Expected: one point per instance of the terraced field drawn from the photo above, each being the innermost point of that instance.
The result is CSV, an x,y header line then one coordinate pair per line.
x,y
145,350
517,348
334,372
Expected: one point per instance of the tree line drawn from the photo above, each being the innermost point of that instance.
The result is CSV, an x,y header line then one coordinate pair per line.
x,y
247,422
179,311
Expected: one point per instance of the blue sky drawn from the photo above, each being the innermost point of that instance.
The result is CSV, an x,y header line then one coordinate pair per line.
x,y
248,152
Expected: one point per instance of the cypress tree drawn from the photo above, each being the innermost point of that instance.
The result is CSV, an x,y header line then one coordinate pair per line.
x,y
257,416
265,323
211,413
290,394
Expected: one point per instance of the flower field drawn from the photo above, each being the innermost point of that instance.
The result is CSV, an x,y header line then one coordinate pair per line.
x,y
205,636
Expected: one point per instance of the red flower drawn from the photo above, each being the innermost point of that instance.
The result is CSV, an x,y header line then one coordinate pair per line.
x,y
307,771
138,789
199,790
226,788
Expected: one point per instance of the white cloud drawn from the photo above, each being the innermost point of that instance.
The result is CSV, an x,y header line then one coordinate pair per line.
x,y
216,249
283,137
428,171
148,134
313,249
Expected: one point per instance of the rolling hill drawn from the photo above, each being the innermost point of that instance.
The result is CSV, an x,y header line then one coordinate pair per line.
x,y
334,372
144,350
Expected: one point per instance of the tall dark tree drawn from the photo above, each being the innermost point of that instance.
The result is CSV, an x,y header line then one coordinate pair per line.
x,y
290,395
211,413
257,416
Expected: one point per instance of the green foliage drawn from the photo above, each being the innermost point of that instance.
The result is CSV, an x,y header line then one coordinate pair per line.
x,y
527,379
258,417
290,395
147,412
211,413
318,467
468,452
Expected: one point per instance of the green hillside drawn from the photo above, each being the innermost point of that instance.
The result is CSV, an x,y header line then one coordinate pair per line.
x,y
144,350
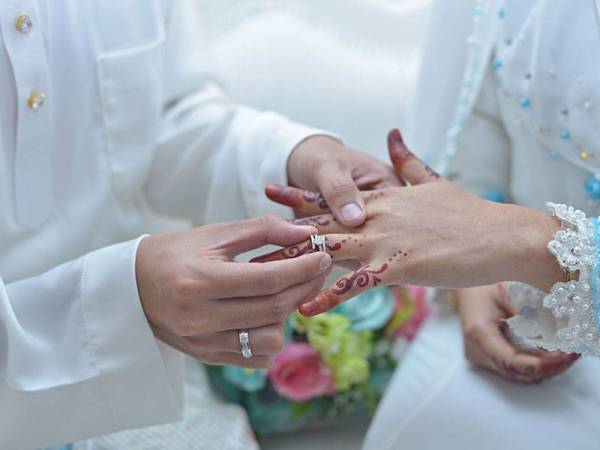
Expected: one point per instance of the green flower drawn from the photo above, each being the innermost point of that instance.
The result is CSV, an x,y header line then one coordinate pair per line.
x,y
350,365
370,310
325,331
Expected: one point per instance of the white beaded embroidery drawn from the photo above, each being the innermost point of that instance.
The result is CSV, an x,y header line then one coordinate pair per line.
x,y
571,326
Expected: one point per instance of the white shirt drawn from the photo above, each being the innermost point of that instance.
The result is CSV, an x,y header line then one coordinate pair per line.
x,y
133,136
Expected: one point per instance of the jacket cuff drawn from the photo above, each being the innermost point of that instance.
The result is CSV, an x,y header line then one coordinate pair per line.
x,y
142,379
286,136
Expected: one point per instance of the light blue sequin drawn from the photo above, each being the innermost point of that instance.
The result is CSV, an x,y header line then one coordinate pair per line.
x,y
525,102
592,187
494,195
596,274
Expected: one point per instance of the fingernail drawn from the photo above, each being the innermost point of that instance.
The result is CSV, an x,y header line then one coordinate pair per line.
x,y
325,262
309,309
395,133
351,212
273,190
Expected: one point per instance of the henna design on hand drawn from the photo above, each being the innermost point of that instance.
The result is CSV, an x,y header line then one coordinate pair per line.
x,y
315,221
360,277
313,197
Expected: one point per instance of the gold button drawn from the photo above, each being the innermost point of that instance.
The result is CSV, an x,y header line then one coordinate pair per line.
x,y
23,24
36,100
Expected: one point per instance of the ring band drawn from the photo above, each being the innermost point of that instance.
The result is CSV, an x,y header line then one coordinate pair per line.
x,y
318,242
245,344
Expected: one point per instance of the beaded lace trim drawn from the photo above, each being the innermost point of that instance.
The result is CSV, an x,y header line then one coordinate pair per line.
x,y
568,317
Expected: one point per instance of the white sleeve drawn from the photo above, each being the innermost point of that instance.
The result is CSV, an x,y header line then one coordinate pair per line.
x,y
77,357
482,160
215,157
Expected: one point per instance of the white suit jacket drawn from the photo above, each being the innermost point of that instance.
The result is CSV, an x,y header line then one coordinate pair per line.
x,y
109,128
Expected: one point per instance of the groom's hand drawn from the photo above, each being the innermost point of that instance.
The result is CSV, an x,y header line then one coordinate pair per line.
x,y
322,164
197,298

::::

■ **Set task**: Copy the entire listing above word for word, leaving out the pictures.

■ **Exercise solution**:
Expected: one point per instance of the terraced field drawn from the photo above, each being the innermost point of that instance.
The result is CSV, an x,y header line then one coordinate pair per line.
x,y
145,350
517,348
334,372
Expected: one point per instance of the tree line drawn from the photo above, each being the innermost point of that instance.
The result is CSV, an x,y header line then one coordinate pair per line.
x,y
247,422
179,311
Expected: one point per instance of the blue sky drawn from the photo above, each being the innermost point of that instance.
The result is CSV, an x,y header line then one coordinate pair per line.
x,y
248,152
Expected: one point per instance of the cypress tree drawn from the photo above, each being the innermost point of that instance.
The result is CSV, an x,y header line then one coordinate pair per line.
x,y
257,416
265,323
211,413
290,394
Expected: one point per instance of the flower field drawn from the photo above, each being the innermost point of that instance.
The result is CSV, an x,y header line then one coordinate pair per line.
x,y
205,636
Expected: one point per instance of the red flower drawn from the photo above, each being the innermost point of that instance.
The result is CSV, an x,y header line then one coordinate pair per line.
x,y
307,771
138,789
199,790
226,788
Expected: one point per instance of the white cloud drawn from the photo above, each being the innermost point of that instance.
The result is CSV, an x,y header line then one coordinate pair per line.
x,y
216,249
283,137
428,171
148,134
313,249
Expected: one point per instance of the rolling hill drawn from the photo above, each being the innermost point of that instance.
The result is CSV, an x,y header line then one coordinate pair per line.
x,y
334,372
144,350
Expected: one point per instance of the tall dark tree drawn from the photo above, each being the innermost point of that instance.
The result is CSV, an x,y header line then one coordinate pair per line.
x,y
290,395
211,413
257,416
Expected: one point per instance of the green foliage drawn from the photo above, each being the innermost point of that instance.
The result is CSV, an x,y header line then one coordinate pair per line.
x,y
527,379
258,417
290,395
147,412
211,413
318,467
468,452
Expected: one point per instance of the green hillside drawn from the photo above, each being the innermost point of that instance.
The result is CSV, an x,y header line then one coordinate pair per line.
x,y
144,350
Expected: one point per instance of the green flower drawn from the photo above, each being the innermost point of that instance.
The result is CSV, an x,y header line then one coordinate pair per line.
x,y
350,365
370,310
325,331
Expected: one point per instance of the white beaded embroidery drawn from the photo above, each being the innermost point of that instance.
The result is CSV, an x,y header line then one coordinate pair per line.
x,y
571,326
Expected: one point per instance of the white shirt drawn from the photo above, each being the innermost point of that instance.
The result is CSV, an x,y header line then one coordinate pair per line.
x,y
133,136
Expected: one point per instance of the jacket cuff drawn from the photo above, each being the innermost point of that instance.
The result is CSV, an x,y header line then one coordinate pair per line.
x,y
142,379
286,136
Expected: one point per instance of the light blue sequin drawn from the photo above, each being the innermost point of that instance.
The result is CSV, an x,y header line then one coordinate pair per line.
x,y
525,102
592,187
494,195
596,274
Expected: one point per instance of the fingernail drawn from the photo above, each being the innermost point of that instance.
The result is CSV, an x,y header line then one coordinate pair per line.
x,y
325,262
309,309
395,133
351,212
273,190
Expected: one point per instance of the henna design on hand drawn from the photo above, each being the innermost point of that instance.
The result is CSV, an x,y header line then one coordinate pair per line.
x,y
315,221
360,277
313,197
Expected: one point per instance of the gold button drawn from the photo above, each being the innermost point of that instance.
The result is CSV, an x,y header line then one coordinate pair per line.
x,y
23,24
36,100
Expected: one point per instance of the ring band drawn from the photo above, each being the innermost point of that instance.
The result is CSV, an x,y header line then one coordinate pair per line.
x,y
318,242
245,344
Expected: one point per instance of the beaded lace trim drawn from the photo above, each being the innermost point of that instance.
The result is CSV, an x,y header line then one coordinate pair per line.
x,y
568,317
Expected: one point per instance of the white sleeve drawn from the photo above, each being the innermost point of that instance.
The result is CSV, an x,y header line then one coordinate pair per line.
x,y
77,357
482,160
215,157
Expected: one point per instance of the white suit jacket drawn from the photo above, each being the innermost point of that instance.
The result is CSV, an x,y header line then one coordinate pair per line.
x,y
109,128
Expected: one point per instance of the groom's hand drawn from the photo above, each being the innermost point of that instance.
The result is CSV, an x,y header line then one coordinate pair per line.
x,y
322,164
197,298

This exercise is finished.